§ Excerpt provided:
We and others have shown that neonatal murine uterine tissue grafted under the renal capsule of host mice grows, differentiates, and shows normal responses to E2 and progesterone in terms of epithelial proliferation, secretory protein production, and ER and PR expression (12, 17, 20, 21). In the present study we have used this model system to examine the growth of WT and KO uteri in various types of hosts and endocrine environments to shed light on the roles of local and systemic IGF-I in E2-induced uterine growth.

Our results indicate that grafted KO uteri grow rapidly and reach the size of adult WT uteri when exposed to normal systemic levels of IGF-I in athymic hosts. In addition, there is no difference in epithelial LI and mitotic rate in KO and WT uteri grafted in ovariectomized athymic hosts treated with E2, and epithelial LI in these KO grafts is very similar to those previously reported for uterine epithelial LI in E2-treated ovariectomized mice (22). These results show that local IGF-I production is not necessary to support normal uterine growth and E2-induced epithelial mitogenesis, because these occur normally in an environment containing only systemic IGF-I.

Although local uterine IGF-I is not required for E2-induced uterine growth or epithelial proliferation, this does not preclude the possibility that local uterine IGF-I and systemic IGF-I may comprise a redundant signaling mechanism that induces uterine growth and epithelial proliferation in response to E2 in vivo. Due to this possible redundancy, the absence of local IGF-I production would not preclude or even impair uterine epithelial proliferation in response to E2 when adequate levels of systemic IGF-I are present. Therefore, the local uterine increases in IGF-I may contribute to E2 effects on uterine growth and epithelial proliferation in vivo, but they are not necessary.

The uterine hypoplasia in KO mice preferentially reflects the lack of IGF-I rather than E2, because even extended E2 treatment cannot restore normal uterine growth. Our results confirm earlier observations of Adesanya et al. (3), who reported that E2 treatment of KO mice did not induce uterine epithelial proliferation because these cells could not transit the G₂ phase of the cell cycle without IGF-I. Therefore, IGF-I is necessary for normal uterine growth and E2-induced epithelial proliferation. In contrast to uterine growth, E2 replacement to KO mice restores uterine epithelial height to normal, showing that reduced E2 in KO mice, rather than the absence of IGF-I, is responsible for decreased uterine epithelial height in KO uteri in vivo.

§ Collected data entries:
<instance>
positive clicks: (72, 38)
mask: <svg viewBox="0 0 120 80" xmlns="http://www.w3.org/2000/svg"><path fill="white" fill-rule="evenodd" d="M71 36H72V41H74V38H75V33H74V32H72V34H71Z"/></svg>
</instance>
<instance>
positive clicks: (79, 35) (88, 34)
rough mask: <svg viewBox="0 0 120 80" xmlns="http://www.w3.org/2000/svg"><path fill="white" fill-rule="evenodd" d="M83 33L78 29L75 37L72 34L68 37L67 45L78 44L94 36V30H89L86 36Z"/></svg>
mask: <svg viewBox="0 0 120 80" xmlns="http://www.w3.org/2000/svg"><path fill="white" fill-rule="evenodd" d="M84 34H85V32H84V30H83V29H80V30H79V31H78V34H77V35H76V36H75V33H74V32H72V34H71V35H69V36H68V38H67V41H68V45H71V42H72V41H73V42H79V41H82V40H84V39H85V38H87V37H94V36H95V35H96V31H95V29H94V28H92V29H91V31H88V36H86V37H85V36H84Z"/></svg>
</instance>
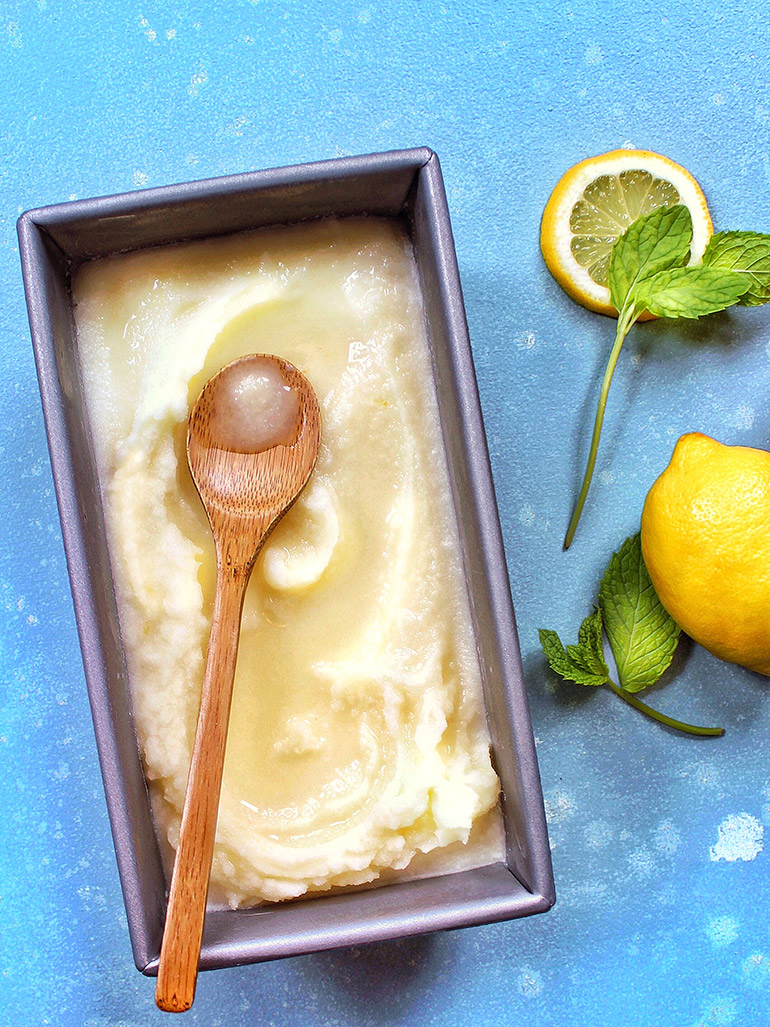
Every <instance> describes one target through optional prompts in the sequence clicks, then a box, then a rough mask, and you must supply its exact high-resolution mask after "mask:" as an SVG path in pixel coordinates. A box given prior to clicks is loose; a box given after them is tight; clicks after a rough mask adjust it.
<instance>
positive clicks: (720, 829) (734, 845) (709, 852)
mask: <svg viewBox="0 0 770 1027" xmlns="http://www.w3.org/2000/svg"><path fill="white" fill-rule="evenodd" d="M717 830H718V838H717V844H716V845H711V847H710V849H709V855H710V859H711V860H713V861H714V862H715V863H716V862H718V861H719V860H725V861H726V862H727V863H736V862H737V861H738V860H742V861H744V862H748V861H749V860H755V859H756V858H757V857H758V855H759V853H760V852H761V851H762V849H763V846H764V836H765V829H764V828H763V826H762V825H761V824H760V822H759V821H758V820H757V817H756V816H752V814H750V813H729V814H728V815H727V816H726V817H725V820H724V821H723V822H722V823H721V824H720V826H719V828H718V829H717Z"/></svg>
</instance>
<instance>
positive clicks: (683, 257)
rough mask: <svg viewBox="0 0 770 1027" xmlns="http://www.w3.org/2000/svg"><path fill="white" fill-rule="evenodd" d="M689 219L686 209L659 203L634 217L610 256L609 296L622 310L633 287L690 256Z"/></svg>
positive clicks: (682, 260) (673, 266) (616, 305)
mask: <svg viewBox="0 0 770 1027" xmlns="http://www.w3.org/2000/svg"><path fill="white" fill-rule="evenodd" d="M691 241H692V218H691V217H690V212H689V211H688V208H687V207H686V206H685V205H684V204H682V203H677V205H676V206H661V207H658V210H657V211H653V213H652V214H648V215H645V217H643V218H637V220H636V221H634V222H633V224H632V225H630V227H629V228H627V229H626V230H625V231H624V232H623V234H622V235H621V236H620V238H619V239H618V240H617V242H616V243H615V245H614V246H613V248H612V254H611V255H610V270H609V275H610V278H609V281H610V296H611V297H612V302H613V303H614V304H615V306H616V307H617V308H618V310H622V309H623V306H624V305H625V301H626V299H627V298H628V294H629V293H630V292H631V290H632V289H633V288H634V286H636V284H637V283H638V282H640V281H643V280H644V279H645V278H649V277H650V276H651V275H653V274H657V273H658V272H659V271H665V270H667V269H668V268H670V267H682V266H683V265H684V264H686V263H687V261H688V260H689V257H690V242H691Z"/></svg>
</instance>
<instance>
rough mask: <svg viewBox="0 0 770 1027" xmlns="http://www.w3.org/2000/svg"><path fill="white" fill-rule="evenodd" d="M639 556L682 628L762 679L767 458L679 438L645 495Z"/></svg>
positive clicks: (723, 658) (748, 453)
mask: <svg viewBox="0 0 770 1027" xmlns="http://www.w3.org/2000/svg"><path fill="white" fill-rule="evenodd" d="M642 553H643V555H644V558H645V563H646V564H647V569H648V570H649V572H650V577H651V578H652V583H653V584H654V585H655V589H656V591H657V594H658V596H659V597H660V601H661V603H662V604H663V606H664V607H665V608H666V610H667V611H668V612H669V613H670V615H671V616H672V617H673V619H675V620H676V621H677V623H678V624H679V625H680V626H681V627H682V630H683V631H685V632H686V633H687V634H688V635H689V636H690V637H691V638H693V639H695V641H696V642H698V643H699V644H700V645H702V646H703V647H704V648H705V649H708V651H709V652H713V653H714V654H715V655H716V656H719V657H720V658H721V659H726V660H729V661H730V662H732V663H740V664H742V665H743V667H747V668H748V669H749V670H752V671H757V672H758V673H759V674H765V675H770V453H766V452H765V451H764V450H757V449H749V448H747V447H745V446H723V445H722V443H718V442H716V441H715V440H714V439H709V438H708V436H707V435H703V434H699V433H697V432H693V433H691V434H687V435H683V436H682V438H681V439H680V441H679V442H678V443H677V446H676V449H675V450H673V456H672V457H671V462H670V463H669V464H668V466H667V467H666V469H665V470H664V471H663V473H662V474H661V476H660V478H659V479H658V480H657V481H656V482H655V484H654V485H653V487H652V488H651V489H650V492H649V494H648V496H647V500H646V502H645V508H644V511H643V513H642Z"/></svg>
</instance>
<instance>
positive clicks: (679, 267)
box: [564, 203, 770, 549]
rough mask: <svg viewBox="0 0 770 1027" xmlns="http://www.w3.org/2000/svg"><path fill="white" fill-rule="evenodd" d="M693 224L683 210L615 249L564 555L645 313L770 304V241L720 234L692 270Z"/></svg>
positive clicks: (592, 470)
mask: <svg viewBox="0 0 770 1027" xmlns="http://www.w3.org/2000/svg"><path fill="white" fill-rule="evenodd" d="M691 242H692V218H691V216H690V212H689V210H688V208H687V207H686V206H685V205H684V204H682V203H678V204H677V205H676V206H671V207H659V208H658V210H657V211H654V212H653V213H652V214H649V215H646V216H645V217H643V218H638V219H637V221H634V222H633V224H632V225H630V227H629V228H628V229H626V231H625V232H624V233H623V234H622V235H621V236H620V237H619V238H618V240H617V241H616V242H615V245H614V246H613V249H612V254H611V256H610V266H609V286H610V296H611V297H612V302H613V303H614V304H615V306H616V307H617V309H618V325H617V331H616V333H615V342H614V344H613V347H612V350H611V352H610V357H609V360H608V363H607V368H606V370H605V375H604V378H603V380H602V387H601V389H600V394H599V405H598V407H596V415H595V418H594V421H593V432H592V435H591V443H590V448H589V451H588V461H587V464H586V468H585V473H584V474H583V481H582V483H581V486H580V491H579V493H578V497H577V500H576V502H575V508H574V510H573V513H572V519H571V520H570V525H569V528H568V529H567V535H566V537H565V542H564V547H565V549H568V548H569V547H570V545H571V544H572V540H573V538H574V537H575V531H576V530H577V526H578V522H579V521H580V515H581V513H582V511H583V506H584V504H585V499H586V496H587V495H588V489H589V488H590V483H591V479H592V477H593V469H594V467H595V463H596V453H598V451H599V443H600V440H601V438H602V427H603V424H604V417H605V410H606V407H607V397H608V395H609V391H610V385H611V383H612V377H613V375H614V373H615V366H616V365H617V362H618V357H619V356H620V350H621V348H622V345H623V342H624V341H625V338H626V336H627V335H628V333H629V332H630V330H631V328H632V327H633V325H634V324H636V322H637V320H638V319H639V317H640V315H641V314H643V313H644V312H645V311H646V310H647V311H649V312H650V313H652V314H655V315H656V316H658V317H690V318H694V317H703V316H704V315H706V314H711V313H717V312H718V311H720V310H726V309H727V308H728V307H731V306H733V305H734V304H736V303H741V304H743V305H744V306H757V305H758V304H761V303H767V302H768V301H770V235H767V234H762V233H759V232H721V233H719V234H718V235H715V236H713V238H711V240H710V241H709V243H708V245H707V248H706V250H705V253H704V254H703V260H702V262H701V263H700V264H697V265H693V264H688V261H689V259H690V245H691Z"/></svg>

§ Required work:
A – In the passage on IGF-I and uterine growth, render this sentence in Spanish: "Therefore, IGF-I is necessary for normal uterine growth and E2-induced epithelial proliferation."
B – Carry on the passage on IGF-I and uterine growth, picking up after its final sentence.

§ Answers to the problems:
A – Por lo tanto, el IGF-I es necesario para el crecimiento uterino normal y la proliferación epitelial inducida por E2.

B –
The KO uteri were able to produce LF and show typical changes in their pattern of PR expression in response to E2. The production of LF in mouse uterine epithelium involves both direct effects of E2 on the epithelium (20, 23) and indirect effects mediated through stromal ER (20). E2 effects on uterine PR expression also involve both direct and indirect effects (21), with E2 directly regulating stromal PR expression in uterine stroma, but down-regulating epithelial PR through stromal ER (21). The ability of E2 to modulate LF and PR expression in KO uteri indicates that IGF-I is not required for either direct or indirect E2 effects on LF or PR. Therefore, IGF-I is essential for uterine growth and cell proliferation, but other E2 responses, such as epithelial hypertrophy (increase in height), LF expression, and changes in PR expression, do not require IGF-I.

Hepatic IGF-I mRNA does not change during the estrous cycle in the rat (24), and systemic serum IGF-I levels in ovariectomized rats are not increased by E2 (25). Although E2 does not stimulate systemic IGF-I, it may affect IGF-I signaling through other mechanisms, such as effects on IGFBP-1 though -6, which regulate IGF bioavailability. For example, E2 decreases uterine IGFBP-3 mRNA in ovariectomized rats (26), and IGFBP-4 expression in mouse uterus is regulated throughout the estrous cycle independently of uterine IGF-I expression (15). In ovariectomized IGFBP-1 transgenic mice, which overexpress rat IGFBP-1, uterine weight after estrogen treatment was reduced compared with that in WT mice (4). Thus, E2 could alter liver IGFBP expression and have effects on IGF-I availability and activity, allowing E2 to affect IGF-I signaling without effects on circulating IGF-I levels.

In addition to modulating IGF-I effects through changes in IGFBPs, E2 can have direct effects on IGF-I signaling. E2 enhances tyrosine phosphorylation of IGF-I receptor and insulin receptor substrate-1, which associates with the IGF-I receptor through phosphotyrosine binding domains (27), and E2 also stimulates the binding of insulin receptor substrate-1 and phosphoinositol 3-kinase to the IGF-I receptor in uterus (28). ER is necessary for IGF-I receptor activation by E2 (29), and E2 is able to activate the IGF-I receptor signaling complex only in the presence of IGF-I, as this E2 effect does not occur in the uterus of IGF-I KO mice (28). E2 also stimulates the expression of IGF-I receptor mRNA and protein in uterus (8, 9). Thus, E2 can regulate both IGF-I receptor activation and IGF-I receptor levels, indicating that E2 may modulate IGF-I signaling through mechanisms not involving changes in IGF-I levels.

Systemic IGF-I can support uterine development in the absence of local IGF-I. To determine whether the converse was true, if local IGF-I production alone could support uterine development without systemic IGF-I, we examined the growth of neonatal WT uteri in WT and KO hosts. The WT and KO mice used here were derived from a mixed genetic background, but had been inbred for several generations so WT uteri could be grown in KO hosts or vice versa for extended periods without obvious signs of graft rejection.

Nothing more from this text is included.